▸ Exercise:
Copy each line of the listing below where the word "bowl" turns up.

::::::::

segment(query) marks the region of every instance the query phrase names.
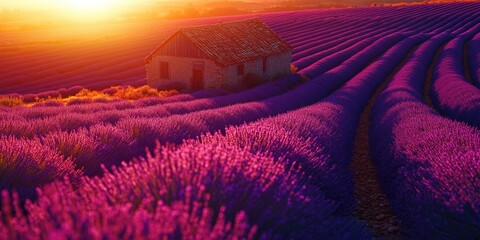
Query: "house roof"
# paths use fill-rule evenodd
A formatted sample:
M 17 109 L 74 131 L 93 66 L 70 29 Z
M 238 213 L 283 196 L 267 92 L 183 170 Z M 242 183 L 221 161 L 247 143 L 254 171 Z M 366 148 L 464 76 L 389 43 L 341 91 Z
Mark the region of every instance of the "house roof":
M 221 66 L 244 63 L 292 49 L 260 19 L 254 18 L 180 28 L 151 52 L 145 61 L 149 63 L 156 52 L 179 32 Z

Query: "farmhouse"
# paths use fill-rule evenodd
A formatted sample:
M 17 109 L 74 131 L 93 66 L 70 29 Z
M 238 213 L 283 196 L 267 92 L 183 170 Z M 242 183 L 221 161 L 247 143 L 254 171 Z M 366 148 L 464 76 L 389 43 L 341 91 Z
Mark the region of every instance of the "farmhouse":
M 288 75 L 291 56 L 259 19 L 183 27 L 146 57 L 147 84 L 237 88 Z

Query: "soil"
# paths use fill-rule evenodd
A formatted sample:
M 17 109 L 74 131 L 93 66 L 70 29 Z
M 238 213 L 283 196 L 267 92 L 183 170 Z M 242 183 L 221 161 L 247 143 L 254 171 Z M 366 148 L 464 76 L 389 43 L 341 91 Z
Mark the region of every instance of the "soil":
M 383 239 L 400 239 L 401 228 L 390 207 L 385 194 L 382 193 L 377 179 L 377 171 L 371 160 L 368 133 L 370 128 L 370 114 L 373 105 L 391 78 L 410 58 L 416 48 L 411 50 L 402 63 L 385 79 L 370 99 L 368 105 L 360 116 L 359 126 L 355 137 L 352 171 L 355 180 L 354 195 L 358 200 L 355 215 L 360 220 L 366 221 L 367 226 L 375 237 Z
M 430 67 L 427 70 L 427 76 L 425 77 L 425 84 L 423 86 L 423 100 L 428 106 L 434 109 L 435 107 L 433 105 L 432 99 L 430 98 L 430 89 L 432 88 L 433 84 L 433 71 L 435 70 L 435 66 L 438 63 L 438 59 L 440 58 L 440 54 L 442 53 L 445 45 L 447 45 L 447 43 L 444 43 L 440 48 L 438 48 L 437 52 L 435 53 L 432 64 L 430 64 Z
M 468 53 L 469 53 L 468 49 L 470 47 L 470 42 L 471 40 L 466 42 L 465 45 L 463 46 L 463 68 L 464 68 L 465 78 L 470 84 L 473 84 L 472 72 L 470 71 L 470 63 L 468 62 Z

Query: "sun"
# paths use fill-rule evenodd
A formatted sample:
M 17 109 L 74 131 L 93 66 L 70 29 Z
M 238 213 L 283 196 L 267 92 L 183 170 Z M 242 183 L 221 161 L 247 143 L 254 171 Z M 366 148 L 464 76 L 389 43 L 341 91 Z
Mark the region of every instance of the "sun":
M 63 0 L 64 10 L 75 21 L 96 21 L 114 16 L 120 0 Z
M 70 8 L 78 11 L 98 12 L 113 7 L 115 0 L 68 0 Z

::::::::

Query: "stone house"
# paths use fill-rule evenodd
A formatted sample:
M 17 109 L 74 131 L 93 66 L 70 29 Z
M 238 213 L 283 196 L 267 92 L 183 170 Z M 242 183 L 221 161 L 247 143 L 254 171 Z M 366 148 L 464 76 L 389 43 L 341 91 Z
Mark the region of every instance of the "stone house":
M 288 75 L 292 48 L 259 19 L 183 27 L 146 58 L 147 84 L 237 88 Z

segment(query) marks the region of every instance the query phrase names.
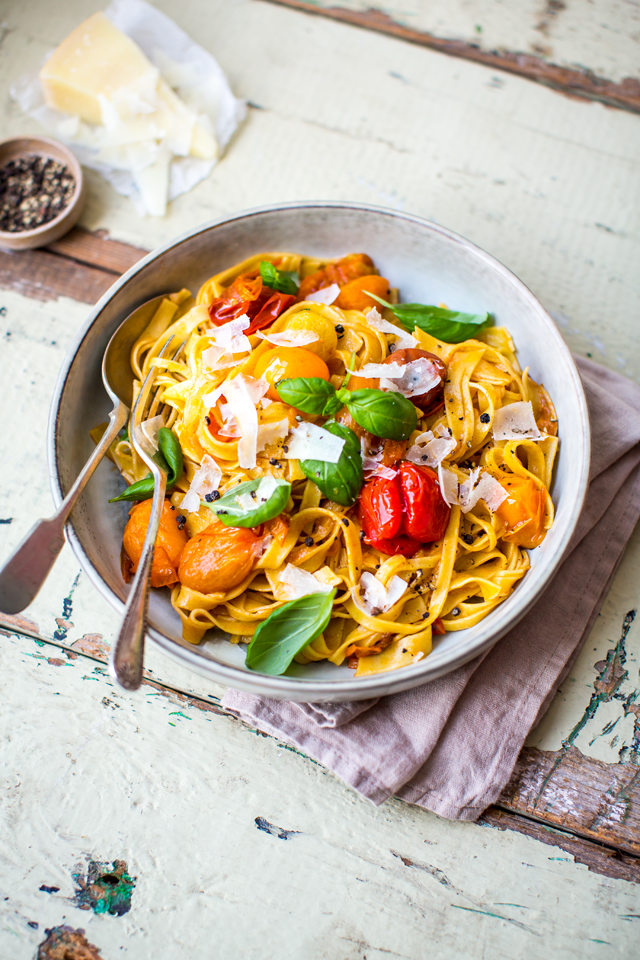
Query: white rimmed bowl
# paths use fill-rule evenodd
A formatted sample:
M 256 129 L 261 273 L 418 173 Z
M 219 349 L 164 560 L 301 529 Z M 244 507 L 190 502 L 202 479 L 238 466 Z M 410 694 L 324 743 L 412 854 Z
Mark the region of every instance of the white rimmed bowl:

::::::::

▸ Exercise solution:
Query: white rimmed bowl
Mark the region of every instance of the white rimmed bowl:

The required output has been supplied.